• _Source passage_
* * *
Lynda

Experts are like statistics and surveys. You can find one to say whatever
you want to hear.

Lynda
----- Original Message -----
From: "Kolleen" <Kolleen@...>
To: "Unschooling.com" <[email protected]>
Sent: Thursday, March 21, 2002 7:18 PM
Subject: [Unschooling-dotcom] experience, experts, ownership and road trip


> There were so many posts that I wanted to respond to. But alas there must
> of been a reason the power went out twice and I lost the snippets. With
> no time to go back through the massive amount of mail to find them
> (again).
>
> Bridget's explanation of experience reminded me of when I was hiring a
> pressman. Not an easy task at a time when unemployment was low. A very
> wise person said to me "Make sure they have experience. I mean 15 years
> of experience, not 1 year of experience 15 times over."
>
> If all your children fall easily into unschooling, are very adaptive and
> there's no neurological damage going on.. then you're going to have very
> little rocks in the road with unschooling. It becomes a challange when
> you hit bumps outside the norm. Or when you take on another child that
> you didn't raise and have to deschool them, or *gasp* they are damaged
> beyond repair and now you still need to fit that into a lifestyle.
* * *
• _Recorded data_
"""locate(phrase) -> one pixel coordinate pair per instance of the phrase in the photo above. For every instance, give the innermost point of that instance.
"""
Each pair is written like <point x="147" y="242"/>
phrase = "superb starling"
* * *
• _Exercise aim_
Copy out the mailing-list message on experts and unschooling in full, without altering a single character. The lines above are not required for this work.

• _Solution to the problem_
Lynda

Experts are like statistics and surveys. You can find one to say whatever
you want to hear.

Lynda
----- Original Message -----
From: "Kolleen" <Kolleen@...>
To: "Unschooling.com" <[email protected]>
Sent: Thursday, March 21, 2002 7:18 PM
Subject: [Unschooling-dotcom] experience, experts, ownership and road trip


> There were so many posts that I wanted to respond to. But alas there must
> of been a reason the power went out twice and I lost the snippets. With
> no time to go back through the massive amount of mail to find them
> (again).
>
> Bridget's explanation of experience reminded me of when I was hiring a
> pressman. Not an easy task at a time when unemployment was low. A very
> wise person said to me "Make sure they have experience. I mean 15 years
> of experience, not 1 year of experience 15 times over."
>
> If all your children fall easily into unschooling, are very adaptive and
> there's no neurological damage going on.. then you're going to have very
> little rocks in the road with unschooling. It becomes a challange when
> you hit bumps outside the norm. Or when you take on another child that
> you didn't raise and have to deschool them, or *gasp* they are damaged
> beyond repair and now you still need to fit that into a lifestyle.